------ Extrait du texte

Camille Grand, secrétaire-adjoint de l'Otan. [RTS]
Interview de Camille Grand, secrétaire-général adjoint de l'Otan. / L'actu en vidéo / 31 min. / le 4 juin 2022
Le sommet de l'Otan à la fin du mois de juin se penchera sur l'adhésion de la Suède et de la Finlande. Alors que la Turquie menace de bloquer le processus, le secrétaire-général adjoint de l'Otan Camille Grand, interrogé dans l'émission Tout un monde de la RTS, se dit optimiste sur la possibilité de trouver un consensus.

Les dirigeants des 30 Etats membres de l'Otan se retrouveront à Madrid du 28 au 30 juin prochains. Si la candidature de la Suède et de la Finlande a reçu un accueil favorable de la plupart des membres, le président Recep Tayip Erdogan profite de la situation pour soigner son agenda sécuritaire et électoral.

>> Lire aussi : La Turquie bloque les discussions sur l'adhésion de la Finlande et de la Suède à l'Otan

En difficulté dans les sondages, il compte se relancer en vue des élections présidentielles de 2023. Erdogan menace de poser son veto à l'élargissement de l'Otan, sauf si la Suède, qu'il accuse de protéger des terroristes kurdes, lui accorde des garanties. Le président turc veut aussi utiliser ce levier pour obtenir la livraison d'avions de chasse américains que Washington lui refuse.

>> Ecouter le sujet de Tout un monde sur le prochain sommet de l'Otan :

Géopolitis: OTAN au pilori [Adobe stock - Lulla]Adobe stock - Lulla
Le sommet de l’OTAN sur le concept stratégique de l’alliance: interview de Camille Grand / Tout un monde / 9 min. / le 7 juin 2022

Compromis nécessaire

Camille Grand, le secrétaire-général adjoint de l'Otan, interrogé dans l'émission Tout un monde de la RTS, se dit toutefois optimiste sur la possibilité de trouver un consensus: "On a bon espoir que les divergences soient réglées à temps pour le sommet. Ce qui est important, c'est de prendre en compte les requêtes de la Turquie et de s'asseoir autour d'une table. L'Otan a sa propre manière de traiter la question du terrorisme. Vis-à-vis de la Finlande, les Turcs ont des exigences davantage politiques."

------------
------ Jeu d'enregistrements

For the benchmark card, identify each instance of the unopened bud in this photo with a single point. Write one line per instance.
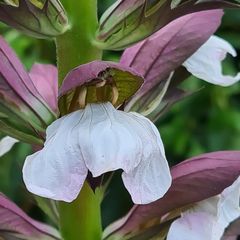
(37, 18)
(127, 22)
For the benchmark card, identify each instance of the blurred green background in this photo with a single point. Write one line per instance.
(207, 121)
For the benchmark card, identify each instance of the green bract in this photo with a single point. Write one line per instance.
(127, 22)
(37, 18)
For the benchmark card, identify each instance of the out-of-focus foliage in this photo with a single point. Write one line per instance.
(207, 121)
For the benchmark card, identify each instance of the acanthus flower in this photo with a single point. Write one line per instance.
(100, 139)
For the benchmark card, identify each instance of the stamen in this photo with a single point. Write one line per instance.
(82, 97)
(101, 84)
(115, 94)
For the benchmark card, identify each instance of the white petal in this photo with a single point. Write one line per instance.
(6, 144)
(107, 140)
(206, 62)
(58, 170)
(151, 179)
(118, 140)
(101, 139)
(208, 219)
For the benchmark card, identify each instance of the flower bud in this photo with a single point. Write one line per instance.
(24, 114)
(37, 18)
(127, 22)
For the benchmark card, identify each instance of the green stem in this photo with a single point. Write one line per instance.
(75, 46)
(80, 219)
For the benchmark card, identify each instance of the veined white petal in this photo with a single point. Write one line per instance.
(6, 144)
(101, 139)
(58, 170)
(114, 139)
(151, 179)
(205, 63)
(208, 219)
(108, 140)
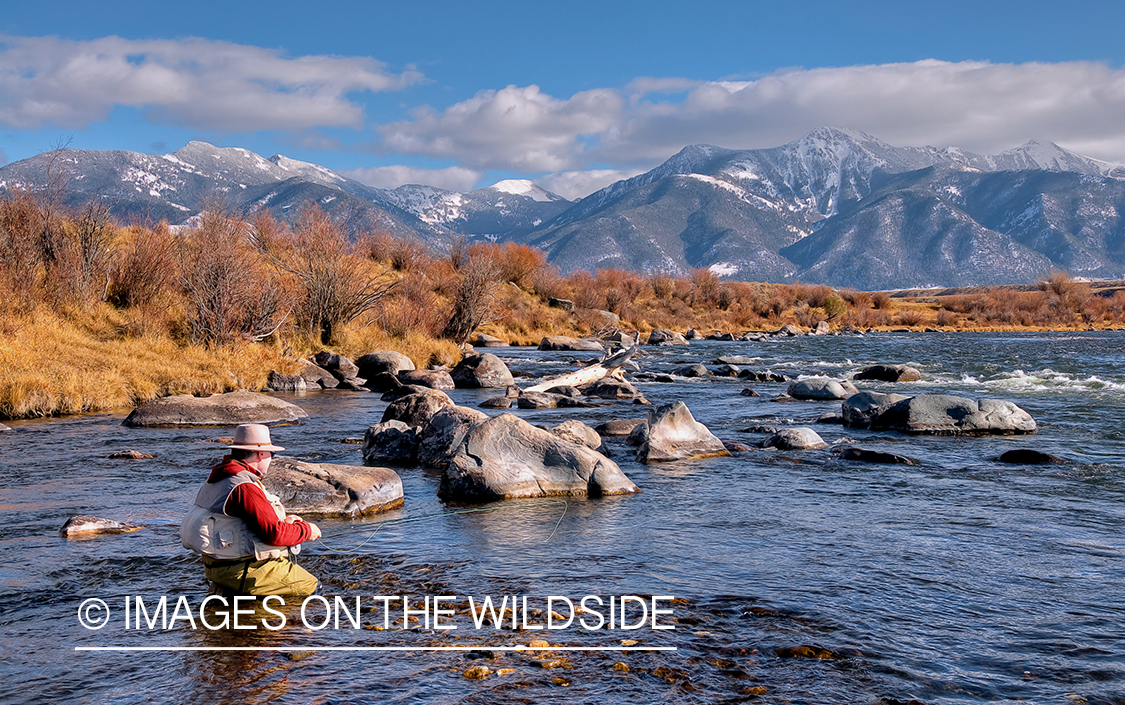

------------

Consigne
Pourriez-vous prolonger l'article sur l'adhésion de la Suède et de la Finlande à l'Otan en reprenant après sa dernière phrase ?

Réponse
Pour Camille Grand, "il est important de montrer que cette demande finlandaise et suédoise est prise en compte par tous les alliés, y compris la Turquie. On fait tout pour avancer vite et éviter des négociations qui s'étalent dans le temps."

Un symbole politique

Pour le Français, l'adhésion des deux pays scandinaves permettrait d'apporter à l'alliance de nouvelles ressources militaires."Ce sont deux partenaires très proches qui ont la particularité d'arriver avec des capacités militaires significatives. Ils apportent aussi une connaissance de la zone baltique et nordique."

"Mais le plus important se situe sur le plan politique. On a deux pays qui n'étaient pas nécessairement favorables à l'Otan et qui comptent aujourd'hui sur elle pour leur sécurité. Ils ont fait un choix très courageux en changeant de posture."

>> Lire aussi : Finlande et Suède, de la neutralité historique aux bras de l'Otan

Concernant la question d'une éventuelle adhésion de l'Ukraine à l'Otan, Camille Grand assure que le sujet "n'est pas à l'ordre du jour". Pour lui, il faut déjà que le pays gagne la guerre et retrouve son intégrité territoriale. Ensuite, les Ukrainiens "pourront décider par eux-mêmes comment ils souhaitent se positionner dans l'architecture européenne de sécurité".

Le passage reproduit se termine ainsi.